• [Aim of the exercise]: Return the part of the data that starts with the line containing "of the blue" and runs through the final line, copying every line without any change.

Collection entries
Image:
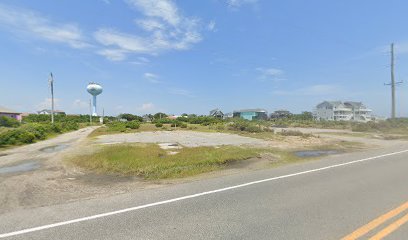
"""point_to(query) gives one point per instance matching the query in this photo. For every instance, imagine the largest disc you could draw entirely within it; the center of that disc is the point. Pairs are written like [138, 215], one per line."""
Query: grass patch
[151, 162]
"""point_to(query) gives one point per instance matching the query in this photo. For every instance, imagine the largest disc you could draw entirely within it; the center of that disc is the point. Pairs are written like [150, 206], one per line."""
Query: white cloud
[140, 61]
[46, 104]
[79, 104]
[163, 9]
[113, 54]
[164, 29]
[211, 26]
[239, 3]
[147, 107]
[274, 74]
[181, 92]
[151, 77]
[21, 21]
[314, 90]
[124, 42]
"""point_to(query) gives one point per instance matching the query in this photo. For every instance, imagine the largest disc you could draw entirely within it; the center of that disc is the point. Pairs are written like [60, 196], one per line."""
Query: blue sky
[192, 56]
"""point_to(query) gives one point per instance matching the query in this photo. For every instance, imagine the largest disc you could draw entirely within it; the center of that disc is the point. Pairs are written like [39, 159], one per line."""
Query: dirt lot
[36, 175]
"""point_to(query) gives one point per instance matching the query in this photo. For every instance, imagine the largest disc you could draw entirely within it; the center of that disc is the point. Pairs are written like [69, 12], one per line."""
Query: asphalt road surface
[361, 195]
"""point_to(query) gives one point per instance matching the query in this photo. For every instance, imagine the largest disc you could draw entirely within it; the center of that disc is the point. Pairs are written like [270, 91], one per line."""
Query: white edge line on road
[34, 229]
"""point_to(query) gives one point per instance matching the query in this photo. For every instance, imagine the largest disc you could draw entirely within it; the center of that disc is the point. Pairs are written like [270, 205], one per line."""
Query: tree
[8, 122]
[159, 115]
[130, 117]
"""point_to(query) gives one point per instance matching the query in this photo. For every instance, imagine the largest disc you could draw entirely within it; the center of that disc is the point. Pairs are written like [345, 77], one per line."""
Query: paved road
[363, 193]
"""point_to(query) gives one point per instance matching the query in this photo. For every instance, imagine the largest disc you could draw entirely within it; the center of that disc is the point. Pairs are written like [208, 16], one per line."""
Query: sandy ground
[37, 175]
[184, 138]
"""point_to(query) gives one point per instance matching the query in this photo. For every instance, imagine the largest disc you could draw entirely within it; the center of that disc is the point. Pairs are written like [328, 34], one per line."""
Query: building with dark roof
[342, 111]
[10, 113]
[251, 114]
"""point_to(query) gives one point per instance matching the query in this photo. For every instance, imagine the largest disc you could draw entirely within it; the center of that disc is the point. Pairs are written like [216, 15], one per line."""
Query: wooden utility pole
[392, 83]
[90, 111]
[51, 82]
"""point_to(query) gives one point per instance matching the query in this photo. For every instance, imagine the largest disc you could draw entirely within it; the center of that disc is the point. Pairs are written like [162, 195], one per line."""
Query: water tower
[94, 89]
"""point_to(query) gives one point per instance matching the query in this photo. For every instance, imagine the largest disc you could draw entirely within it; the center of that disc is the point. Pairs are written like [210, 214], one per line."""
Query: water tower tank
[94, 89]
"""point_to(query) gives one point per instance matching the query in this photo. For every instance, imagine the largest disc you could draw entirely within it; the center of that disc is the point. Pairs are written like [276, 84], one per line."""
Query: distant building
[251, 114]
[10, 113]
[281, 114]
[216, 113]
[172, 117]
[48, 112]
[342, 111]
[228, 115]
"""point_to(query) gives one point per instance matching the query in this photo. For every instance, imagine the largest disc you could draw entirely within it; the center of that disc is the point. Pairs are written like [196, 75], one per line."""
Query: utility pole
[393, 83]
[51, 82]
[90, 111]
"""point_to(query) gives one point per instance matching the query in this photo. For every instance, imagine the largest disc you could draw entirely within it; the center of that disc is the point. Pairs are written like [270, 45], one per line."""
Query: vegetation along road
[359, 194]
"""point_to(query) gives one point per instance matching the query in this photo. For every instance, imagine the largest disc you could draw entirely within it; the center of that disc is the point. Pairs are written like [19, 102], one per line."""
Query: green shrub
[133, 124]
[176, 123]
[8, 122]
[253, 129]
[15, 137]
[116, 126]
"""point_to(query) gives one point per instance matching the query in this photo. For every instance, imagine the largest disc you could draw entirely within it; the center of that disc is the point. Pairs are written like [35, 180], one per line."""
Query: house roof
[7, 110]
[355, 104]
[49, 111]
[251, 110]
[333, 104]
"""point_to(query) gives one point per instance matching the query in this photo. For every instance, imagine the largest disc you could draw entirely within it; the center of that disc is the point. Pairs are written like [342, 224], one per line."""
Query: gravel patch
[184, 138]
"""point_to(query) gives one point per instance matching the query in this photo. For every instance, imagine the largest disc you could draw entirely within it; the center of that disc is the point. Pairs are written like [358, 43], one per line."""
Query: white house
[342, 111]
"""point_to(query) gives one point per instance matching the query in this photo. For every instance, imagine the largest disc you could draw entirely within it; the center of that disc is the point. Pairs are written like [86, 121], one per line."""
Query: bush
[116, 126]
[16, 136]
[30, 132]
[253, 129]
[133, 124]
[8, 122]
[295, 133]
[218, 126]
[176, 124]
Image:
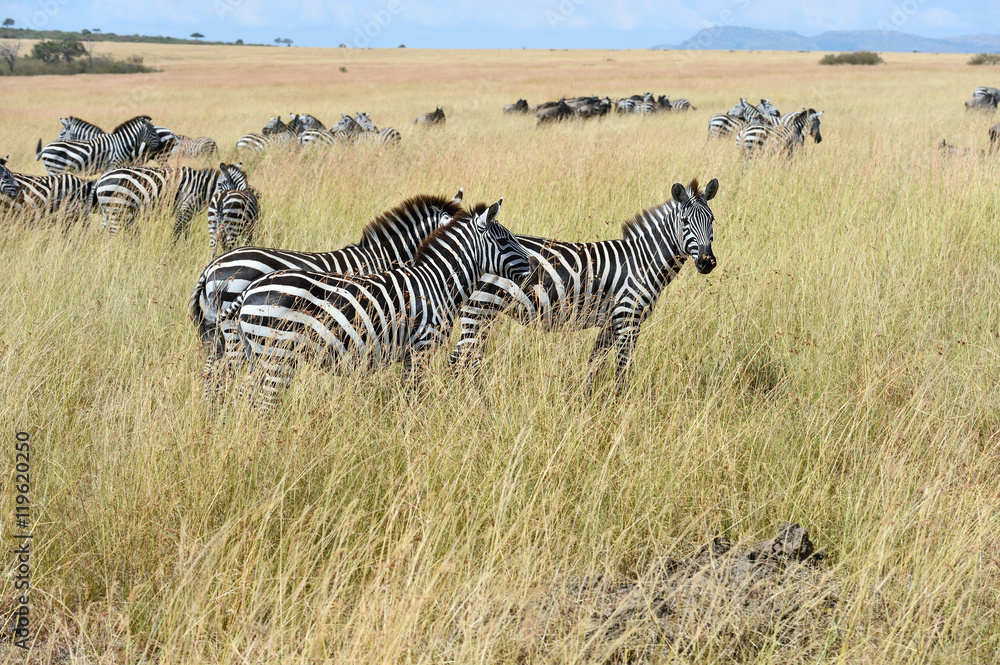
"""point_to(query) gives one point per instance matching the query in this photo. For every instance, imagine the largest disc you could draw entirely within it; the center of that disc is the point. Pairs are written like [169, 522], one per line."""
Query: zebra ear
[679, 192]
[711, 189]
[484, 220]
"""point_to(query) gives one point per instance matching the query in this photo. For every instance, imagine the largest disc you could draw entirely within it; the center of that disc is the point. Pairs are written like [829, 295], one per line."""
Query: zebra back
[390, 239]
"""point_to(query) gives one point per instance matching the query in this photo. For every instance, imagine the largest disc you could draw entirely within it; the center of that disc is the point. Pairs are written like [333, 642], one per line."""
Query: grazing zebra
[307, 122]
[126, 192]
[359, 323]
[35, 196]
[372, 134]
[130, 142]
[724, 124]
[232, 217]
[788, 133]
[9, 186]
[520, 106]
[275, 132]
[612, 284]
[347, 128]
[201, 146]
[435, 117]
[77, 129]
[388, 241]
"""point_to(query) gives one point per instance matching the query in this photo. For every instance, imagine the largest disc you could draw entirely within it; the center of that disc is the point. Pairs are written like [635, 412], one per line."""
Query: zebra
[724, 124]
[129, 142]
[35, 196]
[788, 132]
[124, 193]
[520, 106]
[435, 117]
[372, 134]
[77, 129]
[360, 323]
[9, 186]
[275, 132]
[388, 241]
[347, 128]
[232, 216]
[612, 284]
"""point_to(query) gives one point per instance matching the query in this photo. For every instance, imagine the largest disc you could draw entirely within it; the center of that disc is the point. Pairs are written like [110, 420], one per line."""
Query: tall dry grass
[839, 369]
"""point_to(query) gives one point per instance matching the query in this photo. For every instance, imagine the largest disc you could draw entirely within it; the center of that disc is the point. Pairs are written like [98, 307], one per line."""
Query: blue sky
[505, 24]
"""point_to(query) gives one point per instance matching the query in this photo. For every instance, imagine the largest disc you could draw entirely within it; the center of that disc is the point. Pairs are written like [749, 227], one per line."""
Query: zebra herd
[307, 130]
[595, 107]
[124, 189]
[984, 98]
[395, 295]
[762, 126]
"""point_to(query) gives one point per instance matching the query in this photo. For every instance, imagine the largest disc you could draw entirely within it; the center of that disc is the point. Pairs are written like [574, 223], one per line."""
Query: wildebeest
[554, 113]
[520, 106]
[435, 117]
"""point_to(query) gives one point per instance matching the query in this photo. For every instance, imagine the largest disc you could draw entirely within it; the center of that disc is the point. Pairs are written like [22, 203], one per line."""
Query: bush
[853, 58]
[985, 59]
[100, 64]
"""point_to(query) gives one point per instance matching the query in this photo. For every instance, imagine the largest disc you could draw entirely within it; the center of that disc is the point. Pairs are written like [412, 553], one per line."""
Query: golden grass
[838, 369]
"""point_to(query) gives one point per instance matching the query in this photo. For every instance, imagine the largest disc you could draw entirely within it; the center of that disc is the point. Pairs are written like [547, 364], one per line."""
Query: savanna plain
[838, 369]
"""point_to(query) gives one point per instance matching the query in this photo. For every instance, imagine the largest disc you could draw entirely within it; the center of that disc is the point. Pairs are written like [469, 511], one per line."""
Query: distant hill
[752, 39]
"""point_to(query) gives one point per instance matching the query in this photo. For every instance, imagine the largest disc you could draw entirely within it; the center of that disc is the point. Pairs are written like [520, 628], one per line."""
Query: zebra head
[767, 108]
[365, 122]
[497, 250]
[696, 220]
[232, 176]
[9, 186]
[75, 129]
[812, 121]
[274, 126]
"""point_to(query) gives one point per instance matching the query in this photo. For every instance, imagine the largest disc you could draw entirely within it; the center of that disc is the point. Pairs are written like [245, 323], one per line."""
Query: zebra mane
[376, 229]
[80, 121]
[460, 218]
[635, 227]
[130, 123]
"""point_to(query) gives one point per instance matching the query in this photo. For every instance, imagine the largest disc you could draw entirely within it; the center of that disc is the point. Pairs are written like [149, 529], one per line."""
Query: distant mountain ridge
[752, 39]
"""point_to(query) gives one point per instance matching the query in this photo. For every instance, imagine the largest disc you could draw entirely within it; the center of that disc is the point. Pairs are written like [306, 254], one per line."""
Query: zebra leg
[602, 346]
[184, 214]
[625, 341]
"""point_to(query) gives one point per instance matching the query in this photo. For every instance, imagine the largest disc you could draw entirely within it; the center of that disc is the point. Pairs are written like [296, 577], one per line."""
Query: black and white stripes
[358, 323]
[612, 284]
[131, 142]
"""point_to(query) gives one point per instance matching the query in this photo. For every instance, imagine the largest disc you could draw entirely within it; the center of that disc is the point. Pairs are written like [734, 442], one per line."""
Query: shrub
[985, 59]
[853, 58]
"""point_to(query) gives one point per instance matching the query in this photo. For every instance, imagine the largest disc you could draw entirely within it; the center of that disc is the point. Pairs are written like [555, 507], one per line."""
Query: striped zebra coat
[786, 133]
[132, 142]
[274, 133]
[33, 197]
[359, 323]
[77, 129]
[123, 194]
[612, 285]
[388, 241]
[232, 216]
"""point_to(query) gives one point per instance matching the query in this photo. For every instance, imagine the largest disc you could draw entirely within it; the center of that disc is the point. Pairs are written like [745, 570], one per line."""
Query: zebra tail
[197, 313]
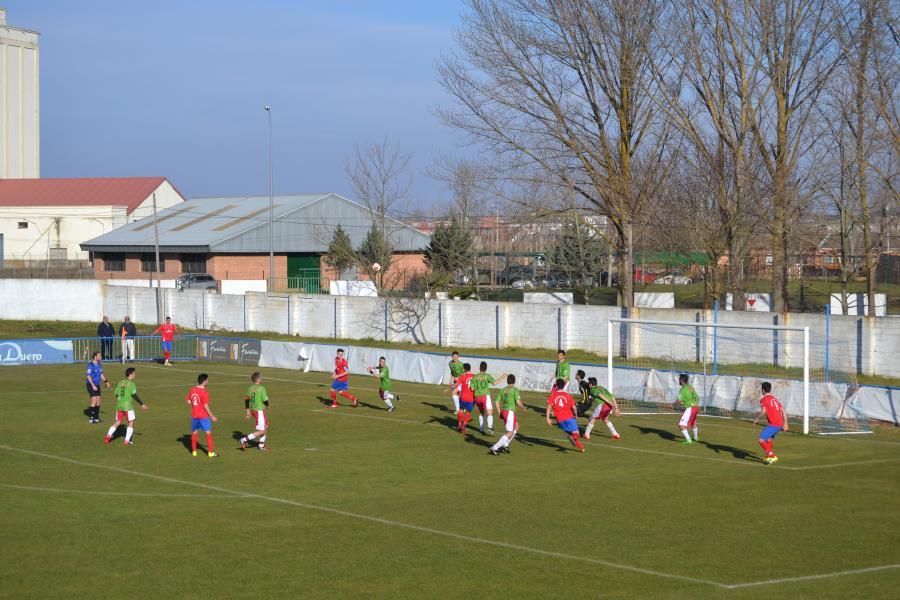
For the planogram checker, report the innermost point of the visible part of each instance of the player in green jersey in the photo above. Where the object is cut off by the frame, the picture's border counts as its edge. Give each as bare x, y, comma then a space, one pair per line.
509, 402
256, 403
604, 403
126, 396
563, 369
481, 390
690, 403
384, 386
456, 369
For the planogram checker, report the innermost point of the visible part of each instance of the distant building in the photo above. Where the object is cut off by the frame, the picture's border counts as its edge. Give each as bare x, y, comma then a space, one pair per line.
43, 219
229, 239
20, 152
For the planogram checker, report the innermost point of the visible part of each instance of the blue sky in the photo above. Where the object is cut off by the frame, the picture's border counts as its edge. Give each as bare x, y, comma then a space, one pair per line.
177, 88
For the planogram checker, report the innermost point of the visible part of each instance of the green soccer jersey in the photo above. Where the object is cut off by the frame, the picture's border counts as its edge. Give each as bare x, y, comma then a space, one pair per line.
600, 395
385, 375
456, 368
125, 390
688, 396
258, 397
481, 384
509, 398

• [Answer for the task]:
For the planogram checker, report the innermost point of the visible part of each instance of the blue sky in the photo above. Where the object is cut off by the frame, the picture's border counts as its edge. Give each as bare x, y, comma then a space, one pair per line.
177, 88
For the planogram checker, report the innermost point of the visible part of each instance of the green soccer jersey in the photo above. Where the object is cut off by the frame, the picture's border counts as its edge. Give each as bare x, y, comma then a space, one pair per line.
600, 395
385, 375
456, 368
125, 390
688, 396
258, 397
481, 384
509, 398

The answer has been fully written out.